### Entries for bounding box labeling
'''
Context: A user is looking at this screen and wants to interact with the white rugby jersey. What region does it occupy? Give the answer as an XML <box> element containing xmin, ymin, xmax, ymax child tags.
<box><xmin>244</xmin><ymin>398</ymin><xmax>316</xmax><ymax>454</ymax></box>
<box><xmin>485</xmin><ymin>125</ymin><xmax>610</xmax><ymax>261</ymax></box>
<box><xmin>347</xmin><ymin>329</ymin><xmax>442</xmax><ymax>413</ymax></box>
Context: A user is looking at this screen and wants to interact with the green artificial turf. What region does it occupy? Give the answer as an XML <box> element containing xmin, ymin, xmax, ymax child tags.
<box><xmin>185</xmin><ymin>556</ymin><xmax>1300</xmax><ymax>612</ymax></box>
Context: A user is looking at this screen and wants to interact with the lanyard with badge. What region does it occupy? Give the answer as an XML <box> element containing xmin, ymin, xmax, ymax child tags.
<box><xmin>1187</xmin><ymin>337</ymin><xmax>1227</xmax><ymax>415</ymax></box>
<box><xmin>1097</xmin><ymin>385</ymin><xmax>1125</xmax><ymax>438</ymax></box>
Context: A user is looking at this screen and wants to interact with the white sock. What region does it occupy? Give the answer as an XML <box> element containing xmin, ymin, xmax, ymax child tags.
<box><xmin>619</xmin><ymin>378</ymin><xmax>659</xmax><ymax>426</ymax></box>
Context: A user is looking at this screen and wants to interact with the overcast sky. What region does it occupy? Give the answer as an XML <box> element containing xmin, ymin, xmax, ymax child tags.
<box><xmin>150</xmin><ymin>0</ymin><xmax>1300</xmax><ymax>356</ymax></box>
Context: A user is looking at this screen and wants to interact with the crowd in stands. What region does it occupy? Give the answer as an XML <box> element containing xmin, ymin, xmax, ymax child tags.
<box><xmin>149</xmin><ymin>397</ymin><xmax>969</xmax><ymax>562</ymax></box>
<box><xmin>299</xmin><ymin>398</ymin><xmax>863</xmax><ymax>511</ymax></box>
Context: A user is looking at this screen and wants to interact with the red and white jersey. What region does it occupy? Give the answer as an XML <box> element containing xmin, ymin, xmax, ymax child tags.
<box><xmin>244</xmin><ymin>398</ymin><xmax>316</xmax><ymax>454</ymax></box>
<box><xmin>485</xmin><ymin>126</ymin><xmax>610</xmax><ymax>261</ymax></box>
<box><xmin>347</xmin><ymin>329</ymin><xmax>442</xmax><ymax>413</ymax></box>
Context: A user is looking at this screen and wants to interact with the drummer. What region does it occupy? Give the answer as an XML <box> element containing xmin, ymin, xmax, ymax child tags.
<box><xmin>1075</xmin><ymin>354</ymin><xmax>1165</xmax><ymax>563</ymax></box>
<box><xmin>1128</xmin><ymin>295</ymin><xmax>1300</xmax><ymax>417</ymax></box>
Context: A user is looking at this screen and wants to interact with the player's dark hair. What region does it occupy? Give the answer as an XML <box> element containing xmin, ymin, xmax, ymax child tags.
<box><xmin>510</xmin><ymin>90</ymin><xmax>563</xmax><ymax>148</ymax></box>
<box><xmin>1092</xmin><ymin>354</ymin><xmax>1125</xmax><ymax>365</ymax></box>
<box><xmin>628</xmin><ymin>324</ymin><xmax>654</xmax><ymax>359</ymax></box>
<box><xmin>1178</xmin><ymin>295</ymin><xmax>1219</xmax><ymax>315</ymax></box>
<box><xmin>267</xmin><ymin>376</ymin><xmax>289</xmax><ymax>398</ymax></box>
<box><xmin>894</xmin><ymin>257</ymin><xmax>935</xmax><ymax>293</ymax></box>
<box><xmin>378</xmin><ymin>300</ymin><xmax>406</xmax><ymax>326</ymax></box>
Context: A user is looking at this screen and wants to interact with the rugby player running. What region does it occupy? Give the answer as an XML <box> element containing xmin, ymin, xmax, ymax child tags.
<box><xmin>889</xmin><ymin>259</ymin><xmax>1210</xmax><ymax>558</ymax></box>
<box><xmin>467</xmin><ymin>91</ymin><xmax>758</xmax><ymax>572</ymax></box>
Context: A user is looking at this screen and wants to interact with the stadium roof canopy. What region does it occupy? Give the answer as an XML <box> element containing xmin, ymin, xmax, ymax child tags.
'''
### What you need to do
Return every record, word for word.

### Answer to this problem
Context: A user is looking at this screen and wants to interact with the white rugby jersey. What region does it occupy? Give the answer as an XML <box> element containing xmin, ymin, xmax, ymax child tags.
<box><xmin>244</xmin><ymin>398</ymin><xmax>316</xmax><ymax>454</ymax></box>
<box><xmin>485</xmin><ymin>125</ymin><xmax>610</xmax><ymax>261</ymax></box>
<box><xmin>347</xmin><ymin>329</ymin><xmax>442</xmax><ymax>413</ymax></box>
Context: A user is looking at this screen and wants to interact with the green artificial turf. What region does it occupy? Give the answer as an XML <box> element containing xmin, ymin, xmax, ymax child tags.
<box><xmin>185</xmin><ymin>556</ymin><xmax>1300</xmax><ymax>612</ymax></box>
Context: A user is looking at this screen and wants to interact with the lanyard with badge. What region does it occupy? Give the answer as an XML <box> element containing xmin, ymin, xmax, ymax child tags.
<box><xmin>1187</xmin><ymin>337</ymin><xmax>1227</xmax><ymax>415</ymax></box>
<box><xmin>1097</xmin><ymin>385</ymin><xmax>1125</xmax><ymax>438</ymax></box>
Context: A user is looking at this screen and wants to interact with the white sock. What region does it occupy? Give the answer as an XML <box> element containing xmin, ymin, xmax, ymax child tags.
<box><xmin>619</xmin><ymin>378</ymin><xmax>659</xmax><ymax>426</ymax></box>
Context: A user is looking at this screen and wants to interact with the overcast sky. What region does it occupy? Give the answer as an XML <box> element containing xmin, ymin, xmax, ymax child tags.
<box><xmin>150</xmin><ymin>0</ymin><xmax>1300</xmax><ymax>356</ymax></box>
Context: A user is looking at this screen and wants to interact with the crowd in stands. What region does it occupy? Give the answer as an XML <box> element containing xmin, ymin, xmax, ymax child tags.
<box><xmin>149</xmin><ymin>397</ymin><xmax>969</xmax><ymax>562</ymax></box>
<box><xmin>299</xmin><ymin>398</ymin><xmax>863</xmax><ymax>511</ymax></box>
Context: A user is looking at this screen and wants to interact with the red and white jersey. What region does it occupy? Give the answer as an XML <box> element containing xmin, ymin, xmax, ymax child tags.
<box><xmin>244</xmin><ymin>398</ymin><xmax>316</xmax><ymax>454</ymax></box>
<box><xmin>485</xmin><ymin>126</ymin><xmax>610</xmax><ymax>261</ymax></box>
<box><xmin>347</xmin><ymin>329</ymin><xmax>442</xmax><ymax>413</ymax></box>
Context: A user is looking at this screen and wants to interact with the drummer. What region does it occupy? Give the answer as an XML <box> element containing xmin, ymin, xmax, ymax child tags.
<box><xmin>1075</xmin><ymin>354</ymin><xmax>1165</xmax><ymax>563</ymax></box>
<box><xmin>1128</xmin><ymin>295</ymin><xmax>1300</xmax><ymax>417</ymax></box>
Context: A user is looking at this screen and wants to interact with the player's dark hair. What region does it occupy? Give the answer as an XML <box> element containing xmin, ymin, xmax, ymax child tags.
<box><xmin>510</xmin><ymin>90</ymin><xmax>563</xmax><ymax>148</ymax></box>
<box><xmin>1092</xmin><ymin>354</ymin><xmax>1125</xmax><ymax>365</ymax></box>
<box><xmin>628</xmin><ymin>324</ymin><xmax>654</xmax><ymax>359</ymax></box>
<box><xmin>1178</xmin><ymin>295</ymin><xmax>1219</xmax><ymax>315</ymax></box>
<box><xmin>267</xmin><ymin>376</ymin><xmax>289</xmax><ymax>398</ymax></box>
<box><xmin>894</xmin><ymin>257</ymin><xmax>935</xmax><ymax>293</ymax></box>
<box><xmin>378</xmin><ymin>300</ymin><xmax>406</xmax><ymax>326</ymax></box>
Context: A user is looking at this screen and wants to interact with the rugby player running. What region does it occupy? Give the answer as an XML <box> element containing xmin, ymin, xmax, ymax child tags.
<box><xmin>889</xmin><ymin>259</ymin><xmax>1210</xmax><ymax>558</ymax></box>
<box><xmin>467</xmin><ymin>91</ymin><xmax>758</xmax><ymax>572</ymax></box>
Context: A user is looking at this screen and wants to interact with the stadium roof canopy. What region does it occupy? Give the answer as an XML <box> element containing xmin, ymin, xmax, ymax child tags.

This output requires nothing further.